## Task instructions
**1)** In the text on resting metabolic rate, roughly what share of total daily energy expenditure does RMR make up?
**2)** Render this sentence from the text on resting metabolic rate into Spanish: "Because energy production is tied to oxygen use, this reveals your true calorie burn."
**3)** Extend the text on resting metabolic rate past its final sentence.

Putting Your RMR to Work
Knowing your measured RMR turns calorie planning from guesswork into something precise. It becomes the base of your daily energy needs: add your activity to your RMR and you have a realistic target to maintain, lose, or gain weight deliberately rather than by trial and error.
A measured number also explains plateaus. If your RMR is lower than a generic calculator assumed, the "deficit" you thought you were in may not exist. This is where the Different Health approach adds value: the team measures your RMR and body composition, then a team of MDs and PhDs interprets them together and builds a personalized nutrition and training plan around your real metabolism, so your calorie and protein targets fit your body rather than an average.
Key Takeaways
RMR is the calories you burn at rest to run your essential body functions.
It's the biggest piece of your daily burn, roughly 60-75% of total energy expenditure.
Muscle is the main lever. More lean mass means a higher resting metabolic rate.
Calculators estimate; an RMR test measures. Indirect calorimetry gives your real number.
A measured RMR makes calorie targets accurate, which helps explain plateaus and set realistic goals.
Frequently Asked Questions
What is resting metabolic rate?
RMR is the calories your body burns at rest to keep you alive, powering your heart, brain, breathing, and other basic functions. It accounts for roughly 60-75% of the total calories most people burn in a day, the largest single component of energy use.
What is the difference between RMR and BMR?
They're closely related and often used interchangeably. BMR is measured under strict conditions (fasted, fully rested, controlled setting), while RMR is measured under slightly less restrictive conditions, so it tends to run a little higher, often by about 10%.
How is resting metabolic rate measured?
The accurate method is indirect calorimetry, an RMR test where you breathe into a device that measures oxygen consumption and carbon dioxide output at rest. Because energy production is tied to oxygen use, this reveals your true calorie burn. Online calculators only estimate from equations.

## Data records

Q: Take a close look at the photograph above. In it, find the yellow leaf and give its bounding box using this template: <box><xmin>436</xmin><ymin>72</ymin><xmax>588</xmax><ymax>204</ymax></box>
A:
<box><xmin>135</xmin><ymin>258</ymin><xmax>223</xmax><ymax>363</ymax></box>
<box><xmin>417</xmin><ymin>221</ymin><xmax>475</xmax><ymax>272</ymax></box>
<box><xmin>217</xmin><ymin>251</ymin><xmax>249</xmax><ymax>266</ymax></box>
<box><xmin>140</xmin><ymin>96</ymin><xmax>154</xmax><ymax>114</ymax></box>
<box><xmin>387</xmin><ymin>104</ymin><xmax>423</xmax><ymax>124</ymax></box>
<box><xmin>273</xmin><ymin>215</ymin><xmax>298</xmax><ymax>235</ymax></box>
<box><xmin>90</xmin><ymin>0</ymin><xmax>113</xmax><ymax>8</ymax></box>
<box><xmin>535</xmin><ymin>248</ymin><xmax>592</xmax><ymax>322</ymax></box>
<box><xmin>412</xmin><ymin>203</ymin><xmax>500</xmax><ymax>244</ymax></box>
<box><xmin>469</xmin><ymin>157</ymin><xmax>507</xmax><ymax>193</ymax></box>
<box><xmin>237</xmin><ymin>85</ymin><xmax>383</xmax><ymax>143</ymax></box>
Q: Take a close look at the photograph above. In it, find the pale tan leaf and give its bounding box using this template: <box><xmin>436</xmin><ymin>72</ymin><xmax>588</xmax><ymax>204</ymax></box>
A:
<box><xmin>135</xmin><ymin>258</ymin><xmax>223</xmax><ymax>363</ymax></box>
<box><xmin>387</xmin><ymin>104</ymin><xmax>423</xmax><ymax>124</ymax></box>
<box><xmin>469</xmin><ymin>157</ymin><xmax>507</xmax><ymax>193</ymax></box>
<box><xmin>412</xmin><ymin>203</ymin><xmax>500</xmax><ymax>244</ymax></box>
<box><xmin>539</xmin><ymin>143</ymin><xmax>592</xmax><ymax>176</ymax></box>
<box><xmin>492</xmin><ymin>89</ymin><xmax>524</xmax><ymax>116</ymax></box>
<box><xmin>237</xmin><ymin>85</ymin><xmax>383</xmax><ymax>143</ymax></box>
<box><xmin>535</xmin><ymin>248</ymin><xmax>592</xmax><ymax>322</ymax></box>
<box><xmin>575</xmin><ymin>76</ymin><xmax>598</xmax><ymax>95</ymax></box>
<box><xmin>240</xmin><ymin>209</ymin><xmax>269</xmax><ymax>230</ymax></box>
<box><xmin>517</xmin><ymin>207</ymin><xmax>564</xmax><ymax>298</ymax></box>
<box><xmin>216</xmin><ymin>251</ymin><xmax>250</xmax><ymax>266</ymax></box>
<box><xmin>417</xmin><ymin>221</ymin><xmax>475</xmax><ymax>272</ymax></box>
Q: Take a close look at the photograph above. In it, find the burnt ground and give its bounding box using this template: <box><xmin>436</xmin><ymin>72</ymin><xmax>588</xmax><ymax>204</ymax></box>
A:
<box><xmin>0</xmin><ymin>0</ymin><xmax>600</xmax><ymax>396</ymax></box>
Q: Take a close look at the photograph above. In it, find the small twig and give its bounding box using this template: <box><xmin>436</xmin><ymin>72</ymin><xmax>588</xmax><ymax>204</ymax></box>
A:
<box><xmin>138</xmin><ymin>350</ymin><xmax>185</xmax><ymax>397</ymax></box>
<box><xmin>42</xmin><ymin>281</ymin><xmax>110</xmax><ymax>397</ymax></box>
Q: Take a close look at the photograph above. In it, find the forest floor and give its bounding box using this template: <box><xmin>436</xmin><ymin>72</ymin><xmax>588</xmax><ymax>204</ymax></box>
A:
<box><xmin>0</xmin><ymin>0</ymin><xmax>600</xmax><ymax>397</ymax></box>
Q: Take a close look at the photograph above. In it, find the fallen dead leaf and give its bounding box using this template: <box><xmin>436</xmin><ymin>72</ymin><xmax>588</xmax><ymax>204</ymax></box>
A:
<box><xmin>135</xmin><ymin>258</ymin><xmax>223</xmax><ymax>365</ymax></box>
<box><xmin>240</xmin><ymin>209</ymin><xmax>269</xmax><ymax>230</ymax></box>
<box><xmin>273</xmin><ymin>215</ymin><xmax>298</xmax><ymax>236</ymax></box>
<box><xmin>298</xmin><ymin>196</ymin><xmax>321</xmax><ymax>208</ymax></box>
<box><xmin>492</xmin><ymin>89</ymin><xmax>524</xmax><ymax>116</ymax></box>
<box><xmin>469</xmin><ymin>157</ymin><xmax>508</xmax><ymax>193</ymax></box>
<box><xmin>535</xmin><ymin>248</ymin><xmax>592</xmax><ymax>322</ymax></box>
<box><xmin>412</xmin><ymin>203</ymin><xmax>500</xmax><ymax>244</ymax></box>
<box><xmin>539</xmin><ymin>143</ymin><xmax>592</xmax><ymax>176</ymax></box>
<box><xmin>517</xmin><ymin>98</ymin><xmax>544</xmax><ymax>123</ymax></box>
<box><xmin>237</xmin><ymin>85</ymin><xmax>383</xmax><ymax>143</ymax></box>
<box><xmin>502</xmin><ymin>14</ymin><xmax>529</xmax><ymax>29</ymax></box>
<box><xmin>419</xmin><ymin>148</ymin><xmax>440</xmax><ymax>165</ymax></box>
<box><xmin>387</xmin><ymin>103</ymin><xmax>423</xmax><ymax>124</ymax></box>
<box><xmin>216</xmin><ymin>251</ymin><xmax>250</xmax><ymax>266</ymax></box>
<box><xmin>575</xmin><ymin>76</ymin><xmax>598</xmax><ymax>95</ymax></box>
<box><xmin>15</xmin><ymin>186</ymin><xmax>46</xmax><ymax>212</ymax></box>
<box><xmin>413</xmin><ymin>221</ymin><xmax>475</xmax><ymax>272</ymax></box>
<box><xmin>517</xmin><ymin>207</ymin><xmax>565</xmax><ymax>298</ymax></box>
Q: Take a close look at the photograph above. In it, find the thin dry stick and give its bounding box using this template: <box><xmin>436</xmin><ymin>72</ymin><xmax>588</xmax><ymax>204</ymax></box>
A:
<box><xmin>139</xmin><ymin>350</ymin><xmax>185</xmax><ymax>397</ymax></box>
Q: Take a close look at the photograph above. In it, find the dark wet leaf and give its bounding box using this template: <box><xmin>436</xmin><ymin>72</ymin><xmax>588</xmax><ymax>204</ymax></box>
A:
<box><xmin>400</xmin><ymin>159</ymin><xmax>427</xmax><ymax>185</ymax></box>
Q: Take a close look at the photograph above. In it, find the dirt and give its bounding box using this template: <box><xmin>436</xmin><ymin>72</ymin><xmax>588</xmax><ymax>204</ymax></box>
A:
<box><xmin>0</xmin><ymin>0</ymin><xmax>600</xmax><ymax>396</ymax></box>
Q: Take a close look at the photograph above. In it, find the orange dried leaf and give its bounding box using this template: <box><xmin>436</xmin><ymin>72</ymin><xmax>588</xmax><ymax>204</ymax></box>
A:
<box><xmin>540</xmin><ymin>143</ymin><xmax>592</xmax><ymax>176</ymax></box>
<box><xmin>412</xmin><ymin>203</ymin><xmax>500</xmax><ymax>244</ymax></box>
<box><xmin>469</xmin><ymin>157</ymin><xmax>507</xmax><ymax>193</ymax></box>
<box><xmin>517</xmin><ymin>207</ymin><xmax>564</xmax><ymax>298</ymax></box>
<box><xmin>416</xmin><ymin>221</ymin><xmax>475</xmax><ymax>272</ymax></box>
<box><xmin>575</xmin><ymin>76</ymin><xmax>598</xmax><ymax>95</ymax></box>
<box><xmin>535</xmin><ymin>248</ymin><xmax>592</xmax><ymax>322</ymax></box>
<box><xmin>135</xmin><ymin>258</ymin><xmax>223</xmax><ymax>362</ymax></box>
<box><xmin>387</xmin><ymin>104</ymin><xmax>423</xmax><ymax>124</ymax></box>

## Your responses
**1)** Roughly 60-75%.

**2)** Como la producción de energía está ligada al consumo de oxígeno, esto revela tu verdadero gasto calórico.

**3)**
What affects your resting metabolic rate?
The biggest driver is lean muscle mass, since muscle is more metabolically active than fat. Other factors include age, sex, body size, genetics, and hormones such as thyroid hormones. Building or preserving muscle is the most actionable lever for most people.
Can you increase your resting metabolic rate?
To a degree, yes. The most reliable way is resistance training to build and preserve lean muscle. Adequate protein and staying active help too. Crash dieting can lower RMR because the body adapts to reduced intake, which is one reason aggressive diets often stall.
Why does knowing my RMR matter for weight loss?
Your RMR is the foundation of your daily calorie needs, so knowing your real number lets you set an accurate target instead of guessing from a generic formula. Since estimates can be off in either direction, a measured RMR helps you avoid eating too much to lose fat or too little to sustain energy and muscle.
References
- McMurray RG, Soares J, Caspersen CJ, McCurdy T. "Examining variations of resting metabolic rate of adults: a public health perspective." Medicine & Science in Sports & Exercise. 2014 (RMR as ~60-75% of TDEE).
- Frankenfield D, Roth-Yousey L, Compher C. "Comparison of predictive equations for resting metabolic rate in healthy nonobese and obese adults: a systematic review." J Am Diet Assoc. 2005 (limits of RMR prediction equations).
- Mtaweh H, et al. "Indirect Calorimetry: History, Technology, and Application." Frontiers in Pediatrics. 2018 (indirect calorimetry as the method for measuring resting energy expenditure).